• [TEXTO FORNECIDO]
Livro: “Aldeia Nova de São Bento – Memórias, Estórias e Gentes”
Conterrâneos e amigos
Sabeis, por certo, que somos genuínos seres humanos cujo desaparecimento com o evoluir das décadas tudo vai, de mansinho, transformando. A trindade do tempo encarregar-se-á em dar novas formas a conteúdos, particularmente em corpos, os nossos, que se vão “ausentando” deste planeta terrestre. Sim, porque ninguém é imortal.
Mas, para além da situação emocional que gere a humanidade, existem espaços físicos que na nossa aldeia trouxeram novos efeitos e grandes encantos. Sabe-se, com fidelidade, que na “Natureza, nada se cria, nada se perde, tudo se transforma”, afirmava Antoine-Laurent de Lavoisie. Neste contexto acrescento: Somos, no fundo, prisioneiros de uma sociedade onde ressaltam inesquecíveis memórias que o progredir das eras jamais esquecerá.

• [OS DADOS]
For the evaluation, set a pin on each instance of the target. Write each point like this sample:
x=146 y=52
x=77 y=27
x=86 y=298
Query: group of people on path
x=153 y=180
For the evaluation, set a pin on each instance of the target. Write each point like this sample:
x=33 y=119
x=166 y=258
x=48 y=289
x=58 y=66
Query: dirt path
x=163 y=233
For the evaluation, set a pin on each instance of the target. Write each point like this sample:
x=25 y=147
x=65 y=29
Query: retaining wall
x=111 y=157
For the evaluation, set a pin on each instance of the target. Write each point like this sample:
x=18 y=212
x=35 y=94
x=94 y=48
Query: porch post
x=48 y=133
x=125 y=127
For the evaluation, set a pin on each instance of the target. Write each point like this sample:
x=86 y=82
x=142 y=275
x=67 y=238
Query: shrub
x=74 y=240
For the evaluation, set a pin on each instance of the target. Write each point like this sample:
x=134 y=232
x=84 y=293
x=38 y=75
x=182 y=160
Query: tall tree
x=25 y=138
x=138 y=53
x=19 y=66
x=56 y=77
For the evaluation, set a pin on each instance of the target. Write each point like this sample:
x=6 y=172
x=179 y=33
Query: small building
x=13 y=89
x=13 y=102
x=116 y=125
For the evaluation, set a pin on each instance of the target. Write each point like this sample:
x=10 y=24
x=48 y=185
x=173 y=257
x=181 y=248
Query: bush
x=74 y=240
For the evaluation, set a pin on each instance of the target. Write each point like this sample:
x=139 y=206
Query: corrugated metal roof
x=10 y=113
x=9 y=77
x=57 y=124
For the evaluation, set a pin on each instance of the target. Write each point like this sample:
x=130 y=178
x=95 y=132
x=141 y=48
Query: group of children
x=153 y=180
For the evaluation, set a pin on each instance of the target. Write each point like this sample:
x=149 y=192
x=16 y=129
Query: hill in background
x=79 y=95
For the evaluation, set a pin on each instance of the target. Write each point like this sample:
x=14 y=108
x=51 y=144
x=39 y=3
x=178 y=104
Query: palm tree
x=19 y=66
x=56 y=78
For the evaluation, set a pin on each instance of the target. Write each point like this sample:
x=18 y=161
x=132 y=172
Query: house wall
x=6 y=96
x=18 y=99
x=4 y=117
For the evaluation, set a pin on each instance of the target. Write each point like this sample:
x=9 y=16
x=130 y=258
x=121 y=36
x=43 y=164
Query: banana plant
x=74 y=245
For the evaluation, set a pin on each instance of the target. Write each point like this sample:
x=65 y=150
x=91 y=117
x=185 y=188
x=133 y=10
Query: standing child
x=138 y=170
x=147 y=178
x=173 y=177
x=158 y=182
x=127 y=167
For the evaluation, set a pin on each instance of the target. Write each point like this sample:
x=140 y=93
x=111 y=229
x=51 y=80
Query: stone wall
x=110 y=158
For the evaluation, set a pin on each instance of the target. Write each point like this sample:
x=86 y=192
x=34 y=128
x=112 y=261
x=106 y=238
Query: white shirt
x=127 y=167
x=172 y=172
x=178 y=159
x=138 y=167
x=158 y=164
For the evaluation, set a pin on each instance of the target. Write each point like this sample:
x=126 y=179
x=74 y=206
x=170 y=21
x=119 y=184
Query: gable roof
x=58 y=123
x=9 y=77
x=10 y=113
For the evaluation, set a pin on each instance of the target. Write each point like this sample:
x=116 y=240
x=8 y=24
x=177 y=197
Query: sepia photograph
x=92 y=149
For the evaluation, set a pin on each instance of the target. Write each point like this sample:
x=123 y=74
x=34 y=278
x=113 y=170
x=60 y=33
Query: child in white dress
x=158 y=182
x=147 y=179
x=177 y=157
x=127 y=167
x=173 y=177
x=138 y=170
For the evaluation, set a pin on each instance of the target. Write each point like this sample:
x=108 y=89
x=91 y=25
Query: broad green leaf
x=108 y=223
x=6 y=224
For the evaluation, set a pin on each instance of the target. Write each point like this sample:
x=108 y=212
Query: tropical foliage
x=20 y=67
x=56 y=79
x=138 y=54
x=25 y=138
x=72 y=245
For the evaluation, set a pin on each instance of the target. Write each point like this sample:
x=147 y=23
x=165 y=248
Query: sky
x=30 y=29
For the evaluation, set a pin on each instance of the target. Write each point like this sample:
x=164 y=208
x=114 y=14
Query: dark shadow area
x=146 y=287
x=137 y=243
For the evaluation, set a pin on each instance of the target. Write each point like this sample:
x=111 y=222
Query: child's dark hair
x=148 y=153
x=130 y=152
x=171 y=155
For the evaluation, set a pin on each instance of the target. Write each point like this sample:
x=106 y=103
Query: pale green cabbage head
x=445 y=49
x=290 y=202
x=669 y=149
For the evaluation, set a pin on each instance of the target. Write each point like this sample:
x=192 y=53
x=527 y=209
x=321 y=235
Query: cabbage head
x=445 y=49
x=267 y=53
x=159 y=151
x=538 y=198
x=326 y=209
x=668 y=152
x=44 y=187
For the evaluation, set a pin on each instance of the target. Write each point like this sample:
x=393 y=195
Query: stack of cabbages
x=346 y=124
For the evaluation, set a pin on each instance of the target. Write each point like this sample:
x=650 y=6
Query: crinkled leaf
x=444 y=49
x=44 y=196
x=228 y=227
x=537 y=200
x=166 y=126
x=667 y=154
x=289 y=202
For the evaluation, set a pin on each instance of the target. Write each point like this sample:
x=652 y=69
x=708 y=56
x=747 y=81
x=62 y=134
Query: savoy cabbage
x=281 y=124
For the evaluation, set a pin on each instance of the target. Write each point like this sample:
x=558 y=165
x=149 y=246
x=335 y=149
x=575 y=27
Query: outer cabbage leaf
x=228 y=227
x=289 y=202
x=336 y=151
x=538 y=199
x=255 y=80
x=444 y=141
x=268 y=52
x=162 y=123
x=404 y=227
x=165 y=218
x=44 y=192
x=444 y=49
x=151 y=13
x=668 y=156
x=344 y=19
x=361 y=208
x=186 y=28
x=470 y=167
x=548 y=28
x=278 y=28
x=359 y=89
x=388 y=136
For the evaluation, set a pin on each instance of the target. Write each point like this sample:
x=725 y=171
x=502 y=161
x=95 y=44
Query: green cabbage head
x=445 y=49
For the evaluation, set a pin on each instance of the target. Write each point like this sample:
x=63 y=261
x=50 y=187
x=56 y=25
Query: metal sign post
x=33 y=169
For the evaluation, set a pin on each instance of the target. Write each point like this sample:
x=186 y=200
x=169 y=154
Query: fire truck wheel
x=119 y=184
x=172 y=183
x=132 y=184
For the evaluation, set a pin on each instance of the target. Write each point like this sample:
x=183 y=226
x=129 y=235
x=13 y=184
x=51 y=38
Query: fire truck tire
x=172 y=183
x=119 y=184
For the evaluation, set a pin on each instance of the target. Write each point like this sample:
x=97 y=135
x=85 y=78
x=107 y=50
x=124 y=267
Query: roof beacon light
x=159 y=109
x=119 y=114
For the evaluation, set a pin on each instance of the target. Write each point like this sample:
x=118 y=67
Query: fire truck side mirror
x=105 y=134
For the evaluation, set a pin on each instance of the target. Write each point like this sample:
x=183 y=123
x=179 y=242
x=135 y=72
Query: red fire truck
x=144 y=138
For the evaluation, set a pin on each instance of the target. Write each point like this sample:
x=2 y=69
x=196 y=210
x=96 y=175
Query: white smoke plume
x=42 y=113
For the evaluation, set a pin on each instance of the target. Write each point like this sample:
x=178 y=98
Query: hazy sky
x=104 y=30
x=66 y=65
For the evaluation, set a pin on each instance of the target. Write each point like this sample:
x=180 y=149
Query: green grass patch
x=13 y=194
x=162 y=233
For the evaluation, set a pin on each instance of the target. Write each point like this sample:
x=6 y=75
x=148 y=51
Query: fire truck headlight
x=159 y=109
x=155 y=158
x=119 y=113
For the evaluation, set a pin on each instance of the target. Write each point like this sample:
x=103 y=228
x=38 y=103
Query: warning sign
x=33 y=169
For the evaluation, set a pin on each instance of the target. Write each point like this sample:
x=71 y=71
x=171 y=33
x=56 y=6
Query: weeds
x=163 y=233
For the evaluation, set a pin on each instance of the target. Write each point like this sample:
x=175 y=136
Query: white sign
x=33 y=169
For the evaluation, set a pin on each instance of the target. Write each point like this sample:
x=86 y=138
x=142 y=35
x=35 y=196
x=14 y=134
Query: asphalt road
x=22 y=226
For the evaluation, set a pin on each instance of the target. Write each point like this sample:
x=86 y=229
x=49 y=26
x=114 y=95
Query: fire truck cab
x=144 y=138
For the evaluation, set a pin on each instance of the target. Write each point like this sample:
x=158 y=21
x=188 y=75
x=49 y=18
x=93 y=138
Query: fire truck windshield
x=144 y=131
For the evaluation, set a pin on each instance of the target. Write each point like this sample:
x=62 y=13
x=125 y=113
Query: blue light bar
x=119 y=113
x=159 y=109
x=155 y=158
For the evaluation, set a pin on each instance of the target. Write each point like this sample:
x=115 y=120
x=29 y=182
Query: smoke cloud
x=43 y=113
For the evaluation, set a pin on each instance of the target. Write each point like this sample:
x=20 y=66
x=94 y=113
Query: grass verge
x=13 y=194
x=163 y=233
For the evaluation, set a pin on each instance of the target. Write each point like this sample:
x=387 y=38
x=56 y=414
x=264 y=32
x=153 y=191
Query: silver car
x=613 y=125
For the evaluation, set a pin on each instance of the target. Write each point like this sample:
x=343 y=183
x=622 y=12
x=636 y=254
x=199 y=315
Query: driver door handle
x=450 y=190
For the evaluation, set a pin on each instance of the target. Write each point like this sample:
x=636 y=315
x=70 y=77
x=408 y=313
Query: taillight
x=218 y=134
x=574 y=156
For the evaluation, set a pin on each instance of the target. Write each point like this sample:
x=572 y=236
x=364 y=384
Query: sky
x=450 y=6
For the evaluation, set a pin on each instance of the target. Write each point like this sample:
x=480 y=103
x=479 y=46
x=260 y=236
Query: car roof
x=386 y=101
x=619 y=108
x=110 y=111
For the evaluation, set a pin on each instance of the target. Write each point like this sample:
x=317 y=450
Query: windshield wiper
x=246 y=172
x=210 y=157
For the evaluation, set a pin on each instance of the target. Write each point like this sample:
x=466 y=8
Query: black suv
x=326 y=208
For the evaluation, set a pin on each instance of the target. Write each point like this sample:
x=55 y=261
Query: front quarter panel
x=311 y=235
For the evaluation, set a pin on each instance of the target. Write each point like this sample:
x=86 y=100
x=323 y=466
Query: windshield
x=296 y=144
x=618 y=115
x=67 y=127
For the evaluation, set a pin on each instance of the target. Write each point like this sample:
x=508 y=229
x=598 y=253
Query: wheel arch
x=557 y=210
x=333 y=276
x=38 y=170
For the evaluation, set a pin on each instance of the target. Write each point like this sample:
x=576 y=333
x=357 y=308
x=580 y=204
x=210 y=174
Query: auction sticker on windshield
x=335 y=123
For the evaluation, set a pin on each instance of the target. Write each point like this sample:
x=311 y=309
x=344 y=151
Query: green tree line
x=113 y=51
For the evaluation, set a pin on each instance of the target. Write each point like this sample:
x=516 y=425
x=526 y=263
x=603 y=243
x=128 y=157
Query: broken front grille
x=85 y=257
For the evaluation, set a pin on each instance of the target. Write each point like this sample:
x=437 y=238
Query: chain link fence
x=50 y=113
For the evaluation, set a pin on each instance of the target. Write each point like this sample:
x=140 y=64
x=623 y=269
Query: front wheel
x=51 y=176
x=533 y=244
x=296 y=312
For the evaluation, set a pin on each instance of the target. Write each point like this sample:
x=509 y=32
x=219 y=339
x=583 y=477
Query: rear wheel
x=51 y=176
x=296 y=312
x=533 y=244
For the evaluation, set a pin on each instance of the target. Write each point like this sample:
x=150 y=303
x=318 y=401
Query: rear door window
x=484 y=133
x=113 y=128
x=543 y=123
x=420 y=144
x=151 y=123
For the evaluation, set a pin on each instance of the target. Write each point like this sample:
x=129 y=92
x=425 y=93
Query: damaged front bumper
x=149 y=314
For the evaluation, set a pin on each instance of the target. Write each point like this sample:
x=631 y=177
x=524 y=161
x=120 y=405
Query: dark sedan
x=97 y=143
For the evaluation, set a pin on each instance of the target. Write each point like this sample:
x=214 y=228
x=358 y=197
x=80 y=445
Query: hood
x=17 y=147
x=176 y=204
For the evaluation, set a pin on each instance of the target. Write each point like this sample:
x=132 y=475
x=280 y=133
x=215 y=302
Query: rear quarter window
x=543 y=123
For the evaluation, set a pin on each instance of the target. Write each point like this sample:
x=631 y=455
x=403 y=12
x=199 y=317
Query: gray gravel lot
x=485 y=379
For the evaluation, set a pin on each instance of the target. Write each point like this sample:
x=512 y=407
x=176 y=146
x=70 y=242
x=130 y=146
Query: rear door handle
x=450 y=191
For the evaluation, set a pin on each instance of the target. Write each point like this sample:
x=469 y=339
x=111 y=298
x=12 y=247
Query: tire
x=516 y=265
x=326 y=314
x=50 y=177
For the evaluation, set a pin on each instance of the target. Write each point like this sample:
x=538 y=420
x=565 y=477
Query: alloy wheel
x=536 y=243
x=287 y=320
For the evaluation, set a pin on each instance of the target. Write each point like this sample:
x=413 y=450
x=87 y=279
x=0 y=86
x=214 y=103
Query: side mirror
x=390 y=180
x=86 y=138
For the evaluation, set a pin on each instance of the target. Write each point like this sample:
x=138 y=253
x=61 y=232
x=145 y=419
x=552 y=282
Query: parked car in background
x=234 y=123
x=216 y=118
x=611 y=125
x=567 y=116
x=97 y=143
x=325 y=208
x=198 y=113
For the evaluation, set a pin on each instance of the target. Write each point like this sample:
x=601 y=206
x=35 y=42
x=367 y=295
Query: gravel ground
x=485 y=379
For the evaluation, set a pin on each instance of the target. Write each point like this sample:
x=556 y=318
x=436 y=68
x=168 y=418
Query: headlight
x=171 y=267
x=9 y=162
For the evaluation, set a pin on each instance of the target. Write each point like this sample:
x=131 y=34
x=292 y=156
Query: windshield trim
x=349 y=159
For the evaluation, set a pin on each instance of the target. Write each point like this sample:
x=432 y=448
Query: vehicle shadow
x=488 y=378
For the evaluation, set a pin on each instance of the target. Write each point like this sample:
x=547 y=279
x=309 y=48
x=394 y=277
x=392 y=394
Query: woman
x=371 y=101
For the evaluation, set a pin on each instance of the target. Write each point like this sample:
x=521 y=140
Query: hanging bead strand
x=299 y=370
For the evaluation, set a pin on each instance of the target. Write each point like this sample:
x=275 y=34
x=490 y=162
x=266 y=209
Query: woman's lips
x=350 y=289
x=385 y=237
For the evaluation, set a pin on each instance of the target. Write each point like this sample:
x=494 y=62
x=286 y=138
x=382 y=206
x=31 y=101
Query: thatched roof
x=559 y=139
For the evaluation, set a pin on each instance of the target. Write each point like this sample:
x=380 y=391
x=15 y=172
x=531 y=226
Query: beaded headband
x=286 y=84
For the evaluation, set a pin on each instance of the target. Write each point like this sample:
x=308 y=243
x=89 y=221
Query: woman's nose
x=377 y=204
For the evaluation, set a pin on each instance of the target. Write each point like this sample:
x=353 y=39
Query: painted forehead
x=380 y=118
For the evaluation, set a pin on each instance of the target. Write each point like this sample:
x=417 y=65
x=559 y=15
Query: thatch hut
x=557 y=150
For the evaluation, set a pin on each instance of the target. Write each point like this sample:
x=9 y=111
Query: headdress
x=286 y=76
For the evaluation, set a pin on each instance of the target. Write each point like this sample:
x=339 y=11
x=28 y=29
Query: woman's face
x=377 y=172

• [PEDIDO DE TRABALHO]
Cite, do texto sobre Aldeia Nova de São Bento, o trecho que vai de "Mas, para além" a "eras jamais esquecerá.". Não é preciso recorrer às entradas.

• [RESPOSTA DO EXERCÍCIO]
Mas, para além da situação emocional que gere a humanidade, existem espaços físicos que na nossa aldeia trouxeram novos efeitos e grandes encantos. Sabe-se, com fidelidade, que na “Natureza, nada se cria, nada se perde, tudo se transforma”, afirmava Antoine-Laurent de Lavoisie. Neste contexto acrescento: Somos, no fundo, prisioneiros de uma sociedade onde ressaltam inesquecíveis memórias que o progredir das eras jamais esquecerá.